**SUPPLIED MATERIAL**
══════════
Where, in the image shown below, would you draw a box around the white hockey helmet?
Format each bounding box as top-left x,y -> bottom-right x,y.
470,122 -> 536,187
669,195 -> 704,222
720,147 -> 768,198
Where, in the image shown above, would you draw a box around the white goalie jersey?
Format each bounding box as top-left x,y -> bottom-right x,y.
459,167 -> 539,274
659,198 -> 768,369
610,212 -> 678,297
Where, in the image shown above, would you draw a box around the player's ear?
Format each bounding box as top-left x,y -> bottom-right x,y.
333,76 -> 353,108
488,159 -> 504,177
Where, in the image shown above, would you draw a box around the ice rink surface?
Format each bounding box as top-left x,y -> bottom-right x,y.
══════════
Render each line of the material above as a JSON list of strings, one string per line, omitting any blank lines.

**RESPONSE**
[
  "Where, in the image shown below, would you draw a box around the white hockey helmet?",
  "Format each bounding box as top-left x,y -> bottom-right x,y.",
  "470,122 -> 536,187",
  "669,195 -> 704,222",
  "720,147 -> 768,198",
  "Where, in the image shown above, would you draw a box around the white goalie jersey?",
  "Format each bounding box as top-left x,y -> bottom-right x,y.",
  "459,167 -> 539,274",
  "659,198 -> 768,369",
  "610,212 -> 678,297",
  "Where, in the image shown above, would you draw a box around the player's ear?",
  "Format each bounding box as top-left x,y -> bottom-right x,y.",
  "333,76 -> 353,108",
  "488,159 -> 504,177",
  "Where, in the image shown above, would you draw a box around the ice rink surface?",
  "Format each bounding box as top-left x,y -> bottom-right x,y."
]